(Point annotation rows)
- - - - -

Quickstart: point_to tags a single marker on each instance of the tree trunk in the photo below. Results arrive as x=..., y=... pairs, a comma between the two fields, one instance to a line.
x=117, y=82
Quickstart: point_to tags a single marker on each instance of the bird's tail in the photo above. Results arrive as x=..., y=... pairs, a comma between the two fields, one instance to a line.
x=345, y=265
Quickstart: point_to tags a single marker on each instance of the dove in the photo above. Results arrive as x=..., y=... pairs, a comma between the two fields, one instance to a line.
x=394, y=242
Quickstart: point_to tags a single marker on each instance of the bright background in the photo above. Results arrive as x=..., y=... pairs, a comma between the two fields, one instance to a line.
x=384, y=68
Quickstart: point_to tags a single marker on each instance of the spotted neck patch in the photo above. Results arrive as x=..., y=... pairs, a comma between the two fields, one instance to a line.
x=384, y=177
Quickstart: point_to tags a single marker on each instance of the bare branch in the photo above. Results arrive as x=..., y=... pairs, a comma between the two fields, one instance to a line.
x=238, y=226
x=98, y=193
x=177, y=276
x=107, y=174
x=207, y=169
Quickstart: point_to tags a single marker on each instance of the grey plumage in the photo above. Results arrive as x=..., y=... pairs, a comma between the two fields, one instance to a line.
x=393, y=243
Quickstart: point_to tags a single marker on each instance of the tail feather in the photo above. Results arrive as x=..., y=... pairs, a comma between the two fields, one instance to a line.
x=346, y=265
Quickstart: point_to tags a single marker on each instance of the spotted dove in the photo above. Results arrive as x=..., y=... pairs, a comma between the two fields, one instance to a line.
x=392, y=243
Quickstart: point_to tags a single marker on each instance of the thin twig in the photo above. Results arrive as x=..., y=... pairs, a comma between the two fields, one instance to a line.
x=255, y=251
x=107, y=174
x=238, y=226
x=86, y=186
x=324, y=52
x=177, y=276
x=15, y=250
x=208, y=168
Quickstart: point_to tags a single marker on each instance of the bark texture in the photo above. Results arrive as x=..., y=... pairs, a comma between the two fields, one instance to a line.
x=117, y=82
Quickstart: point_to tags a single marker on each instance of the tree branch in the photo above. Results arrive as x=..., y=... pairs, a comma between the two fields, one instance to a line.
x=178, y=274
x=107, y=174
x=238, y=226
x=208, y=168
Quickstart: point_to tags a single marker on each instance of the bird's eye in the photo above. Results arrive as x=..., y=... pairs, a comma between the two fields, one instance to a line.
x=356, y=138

- - - - -

Reproduce every one of the rows above word for word, keeping them in their original order.

Quickstart: point_to tags a single marker on each instance of the tree trunk in the photo below. Results arrive as x=..., y=... pairs, a comma between the two fields, one instance to a line.
x=117, y=82
Quickstart: point_to tags a single marker on each instance of the bird's tail in the photo above. Results arrive as x=..., y=... pairs, a comma between the two fields, one instance to a line.
x=345, y=265
Quickstart: point_to tags a single marker on each instance of the dove in the photo above. Results arrive as x=..., y=... pairs, a comma between the two fields, one instance to a line.
x=394, y=242
Quickstart: point_to tags a single marker on each instance of the bright background in the photo above. Results arrive as x=..., y=... pairs, a comma between the two fields, one instance to a line.
x=384, y=68
Quickstart: point_to tags a single marker on each instance of the spotted neck patch in the photo above. Results arrive as x=..., y=... pairs, a comma between the two fields, one instance to a line.
x=384, y=177
Quickstart: point_to tags a single marker on each instance of the bare branch in the photo above. Results arrive as x=..., y=... pairs, a comma between the two fields, one instance to a line.
x=238, y=226
x=98, y=193
x=177, y=276
x=107, y=174
x=207, y=169
Quickstart: point_to tags a single marker on each instance of the grey plumage in the photo above. Results arrive as x=..., y=... pairs, a comma between the two fields, one instance to a line.
x=393, y=243
Quickstart: point_to tags a single marker on each instance of the tail feather in the photo above. Results arrive as x=..., y=... pairs, a comma between the two fields, one instance to a line.
x=346, y=265
Quickstart: point_to tags a single marker on each instance of the spotted dove in the photo above. Results arrive as x=..., y=... pairs, a comma between the two fields, one instance to a line.
x=392, y=243
Quickstart: point_to tags a single marker on each instance of the thin twig in the photo above. Results arrive as x=..., y=... pairs, a comma between the two fields, one instance to a line.
x=255, y=251
x=107, y=174
x=238, y=226
x=86, y=186
x=324, y=52
x=177, y=276
x=15, y=250
x=208, y=168
Quickstart: point_to tags a single marker on each instance of the bark texture in the photo above. Results arrive as x=..., y=... pairs, a comma between the two fields, one instance to a line.
x=117, y=82
Quickstart: point_to tags a single marker on each instance of the tree branch in the photo above. Results arrive as x=..., y=... pairs, a comma between the two fields, one instance to a line.
x=178, y=274
x=107, y=174
x=238, y=226
x=208, y=168
Quickstart: point_to tags a single marker on each instance of the bird's eye in the photo above. Results arrive as x=..., y=... pairs, a comma between the two fields, one instance to a line.
x=356, y=138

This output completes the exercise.